◆ What the task requires
Output every line below without omitting or altering anything.

** START **

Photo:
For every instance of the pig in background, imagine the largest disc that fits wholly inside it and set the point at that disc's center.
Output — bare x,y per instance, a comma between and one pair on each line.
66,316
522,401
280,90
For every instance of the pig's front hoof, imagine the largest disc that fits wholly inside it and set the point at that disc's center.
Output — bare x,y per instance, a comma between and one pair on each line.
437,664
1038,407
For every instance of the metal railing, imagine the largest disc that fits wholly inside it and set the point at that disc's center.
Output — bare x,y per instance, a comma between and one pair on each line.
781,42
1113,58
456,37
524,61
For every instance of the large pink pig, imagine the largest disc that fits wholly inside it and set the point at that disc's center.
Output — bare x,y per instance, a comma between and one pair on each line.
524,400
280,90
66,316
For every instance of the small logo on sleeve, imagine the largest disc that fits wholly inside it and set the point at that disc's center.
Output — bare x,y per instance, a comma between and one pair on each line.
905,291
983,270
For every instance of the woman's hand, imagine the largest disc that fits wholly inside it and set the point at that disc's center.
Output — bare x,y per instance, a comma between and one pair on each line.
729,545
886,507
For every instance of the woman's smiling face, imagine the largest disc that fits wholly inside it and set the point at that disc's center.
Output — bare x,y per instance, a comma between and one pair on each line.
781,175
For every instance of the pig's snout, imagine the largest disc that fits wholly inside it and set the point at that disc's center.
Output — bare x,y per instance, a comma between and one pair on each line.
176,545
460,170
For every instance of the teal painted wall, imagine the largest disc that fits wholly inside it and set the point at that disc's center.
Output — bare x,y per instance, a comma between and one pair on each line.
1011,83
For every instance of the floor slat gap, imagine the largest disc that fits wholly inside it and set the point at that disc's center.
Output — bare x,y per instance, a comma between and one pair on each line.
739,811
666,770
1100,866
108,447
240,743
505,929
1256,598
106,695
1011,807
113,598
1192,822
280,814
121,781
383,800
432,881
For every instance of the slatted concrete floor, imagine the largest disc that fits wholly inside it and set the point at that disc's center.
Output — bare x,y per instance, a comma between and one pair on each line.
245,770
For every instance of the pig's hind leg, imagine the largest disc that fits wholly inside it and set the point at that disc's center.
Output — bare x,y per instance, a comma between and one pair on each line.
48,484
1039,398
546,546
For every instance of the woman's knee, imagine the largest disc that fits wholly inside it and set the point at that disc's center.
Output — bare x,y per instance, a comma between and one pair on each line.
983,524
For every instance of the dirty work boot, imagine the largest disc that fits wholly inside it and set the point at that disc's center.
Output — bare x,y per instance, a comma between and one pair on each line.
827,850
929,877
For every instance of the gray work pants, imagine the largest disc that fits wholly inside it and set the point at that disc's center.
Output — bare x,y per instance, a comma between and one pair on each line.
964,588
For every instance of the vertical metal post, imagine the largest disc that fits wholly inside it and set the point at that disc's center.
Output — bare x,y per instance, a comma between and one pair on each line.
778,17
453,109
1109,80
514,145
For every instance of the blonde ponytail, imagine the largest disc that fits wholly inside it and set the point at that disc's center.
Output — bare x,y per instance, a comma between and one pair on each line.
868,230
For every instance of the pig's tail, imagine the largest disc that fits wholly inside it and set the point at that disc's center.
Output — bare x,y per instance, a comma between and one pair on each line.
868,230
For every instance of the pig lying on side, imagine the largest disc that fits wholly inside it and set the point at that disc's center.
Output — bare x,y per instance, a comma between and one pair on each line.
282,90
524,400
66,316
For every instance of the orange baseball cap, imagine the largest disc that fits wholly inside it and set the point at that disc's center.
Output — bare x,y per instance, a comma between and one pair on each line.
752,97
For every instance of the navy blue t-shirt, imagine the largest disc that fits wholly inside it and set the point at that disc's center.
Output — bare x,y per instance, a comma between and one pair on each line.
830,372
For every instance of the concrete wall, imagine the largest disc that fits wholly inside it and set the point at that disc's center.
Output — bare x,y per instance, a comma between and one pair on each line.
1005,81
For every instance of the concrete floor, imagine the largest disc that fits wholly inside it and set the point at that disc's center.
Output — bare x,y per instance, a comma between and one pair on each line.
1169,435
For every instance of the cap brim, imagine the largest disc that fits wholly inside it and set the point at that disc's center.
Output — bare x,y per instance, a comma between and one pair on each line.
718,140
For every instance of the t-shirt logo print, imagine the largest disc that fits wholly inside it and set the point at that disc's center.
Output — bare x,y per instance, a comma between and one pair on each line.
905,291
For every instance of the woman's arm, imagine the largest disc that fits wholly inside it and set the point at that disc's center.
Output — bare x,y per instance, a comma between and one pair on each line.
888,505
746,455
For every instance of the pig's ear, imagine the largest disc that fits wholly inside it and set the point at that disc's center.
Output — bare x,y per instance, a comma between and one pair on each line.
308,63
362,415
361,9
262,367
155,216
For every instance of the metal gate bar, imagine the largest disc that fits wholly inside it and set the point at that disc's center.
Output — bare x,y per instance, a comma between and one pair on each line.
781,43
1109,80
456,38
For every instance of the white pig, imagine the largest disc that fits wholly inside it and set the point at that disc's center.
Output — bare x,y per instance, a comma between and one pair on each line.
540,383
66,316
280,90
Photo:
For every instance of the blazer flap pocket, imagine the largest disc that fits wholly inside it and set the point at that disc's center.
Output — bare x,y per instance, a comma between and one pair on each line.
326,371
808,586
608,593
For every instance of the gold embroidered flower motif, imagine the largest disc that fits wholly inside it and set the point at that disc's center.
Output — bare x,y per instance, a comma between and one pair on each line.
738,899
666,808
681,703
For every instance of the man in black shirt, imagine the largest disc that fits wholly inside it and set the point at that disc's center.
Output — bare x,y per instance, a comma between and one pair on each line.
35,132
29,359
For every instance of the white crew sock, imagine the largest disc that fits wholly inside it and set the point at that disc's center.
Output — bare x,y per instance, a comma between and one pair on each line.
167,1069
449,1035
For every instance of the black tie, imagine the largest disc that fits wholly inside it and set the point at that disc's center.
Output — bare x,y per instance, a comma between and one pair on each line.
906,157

** END **

◆ Finished exercise
Photo:
For every instance of the pig in background, imagine the largest disc that fits wholly inside it and set the point at that disc's center.
Output — bare x,y per instance, a comma between and one pair on each line.
66,316
522,401
280,90
For every instance of the pig's front hoof, imagine the largest disc that fits wholly inside it and set the point at that disc's center.
Output — bare x,y per instance, a comma between and one pair on each line.
437,664
1038,407
For every instance of the metal railing, imagine the largest disc that fits wholly inside it and set the point at that disc's center.
Output — bare x,y per instance, a comma between and one pair on each line.
781,42
1113,58
456,37
524,61
For every instance of the large pink pig, imagine the largest disc that fits wholly inside it and set the point at that disc's center.
Output — bare x,y per instance, a comma between and one pair on each line.
524,400
280,90
66,316
For every instance of the small logo on sleeve, imagine the largest disc that fits wholly inside it and set the point at that disc's center.
Output — bare x,y per instance, a comma between and one pair on each line.
905,291
983,270
For every instance of the woman's hand, imagine the largest disc that fits wholly inside it and set the point at that disc's center.
Output — bare x,y per instance, a comma between and one pair on each line.
729,545
886,507
For every instance of the woman's smiling face, imagine the largest disc that fits wholly inside it and set the point at that disc's center.
Output — bare x,y per instance, a comma between and one pair on each line.
781,175
For every instance of the pig's snout, imagine the largest disc that fits wholly inside it and set the point at that disc's center.
Output — bare x,y per instance, a comma between and one pair on each line.
176,545
460,170
For every instance of the teal painted wall, imagine the largest disc that fits wholly inside it and set the point at that disc's center.
Output — bare x,y per instance, a comma between and one pair on each line.
1011,83
For every instance of the floor slat gap, imagine the largest disc that fits wholly inside it and set the point at that disc's center.
Output — bare x,y per instance, a comma between and one pair on each line.
739,811
666,770
1100,866
108,447
240,743
505,929
1256,598
106,695
1011,807
113,598
1192,822
280,814
121,781
383,800
432,881
For every instance of the slatted concrete floor, imagine the largest disc that fits wholly inside it and set the point at that disc's center.
Output — bare x,y per instance, a comma between and one pair on each line.
245,770
For every instance of the pig's hind leg, imagine the largest disc that fits wholly inside it and set the point at that disc's center.
Output — bare x,y per instance, a comma between and one pair on each line.
48,484
1039,398
546,546
For every instance of the woman's knee, imagine the largest disc that fits wholly inside it and set the point at that disc's center.
Output — bare x,y per instance, a comma between and one pair on each line.
983,524
For every instance of the dirty work boot, imagine the largest disc that fits wholly inside it and set the point at that disc's center.
Output — bare x,y per instance, a comma between and one pair on each line.
827,850
929,877
For every instance of the gray work pants, imagine the largest disc that fits wholly inside it and set the point at that disc's center.
Output — bare x,y per instance, a comma between and one pair on each line.
964,588
For every instance of the vertical metal post, imagine the largest disc that fits wholly inside it and set the point at that disc's center.
Output — bare x,y per instance, a comma between and one pair on each line.
778,17
453,109
1109,80
514,145
For every instance of the blonde ponytail, imagine the largest disc that fits wholly inside it and set the point at that disc's center.
Output — bare x,y per instance, a comma between and one pair on each line.
868,230
For every instance of the pig's tail, imagine the largest disc that fits wholly inside it and set the point at that disc's center.
Output — bare x,y per instance, a comma between and one pair on each line.
868,230
For every instance of the pig lying on side, imagine the largest disc that fits wholly inside it and set the point at that disc's center.
Output — bare x,y per instance, a comma between and one pair on each line.
282,90
524,400
66,316
For every instance of the orange baseball cap, imagine the largest disc that fits wholly inside it and set the point at that disc's center.
Output — bare x,y per instance, a comma between and one pair on each line.
752,97
For every instance of the navy blue t-shirt, imagine the largest disc that fits wholly inside it and set the point at that disc's center.
Output — bare x,y per instance, a comma between and one pair on each line.
830,372
For every instance of the concrete wall, imagine the largest disc that fits wholly inside it and set the point at that disc's center.
Output — bare x,y per instance, a comma between and one pair on each line.
1005,81
For every instance of the concrete floor, imagine the largest disc that fits wholly inside it and set the point at that disc's center.
Output — bare x,y per instance, a comma between and one pair on each line.
1169,435
For every instance of the cap brim, imagine the largest disc that fits wholly inside it and set the point at that disc's center.
Output — bare x,y per instance, a comma between and one pair on each line.
718,140
For every instance of the t-shirt logo print, imagine the largest disc that fits wholly inside it and set the point at that disc's center.
Output — bare x,y per instance, a comma between and one pair on each line.
905,291
For every instance of the woman's arm, imagine the largest disc that fits wholly inside it and set the point at that disc's center.
Output — bare x,y per instance, a comma between and one pair on each line.
888,505
746,455
For every instance of the pig's ear, imagine the largest disc that fits wholly inside it and set the point at that disc's center.
Output — bare x,y per instance, a comma between and one pair on each line.
308,63
362,415
361,9
262,367
155,216
For every instance of the metal gate bar, imagine the largest disc that fits wholly inside it and set the point at that disc's center.
Output — bare x,y per instance, a comma between and one pair on each line.
781,43
1109,80
456,38
For every instance of the white pig, imagine the largest disc that fits wholly inside it and set the point at that disc's center.
Output — bare x,y per instance, a comma between and one pair on each line.
540,383
66,316
280,90
Photo:
For every instance of the blazer flap pocket, imagine the largest disc that fits wholly inside it and set the point at that disc's center.
Output — bare x,y per instance, a comma between and one pair on each line.
326,371
808,586
608,593
For every instance of the gold embroidered flower motif, imagine the largest disc that fits wholly inside it and set the point at that disc's center.
Output — bare x,y per instance, a comma between and one pair on each line.
738,899
666,808
681,703
For every instance of the man in black shirt, imagine the largest disc that fits wholly inside it and set the point at that disc's center.
Output — bare x,y per instance, a comma between and one pair on each line.
35,132
29,359
For every instance of the white crew sock, imagine the largest disc that fits wholly inside it and set the point at that disc's center.
Output — bare x,y per instance, a comma between and one pair on each line.
167,1069
449,1035
For every instance of the black tie, imagine the largest disc that fits wholly inside it and set the point at that disc's center.
Output — bare x,y per instance, a comma between and one pair on each line.
906,157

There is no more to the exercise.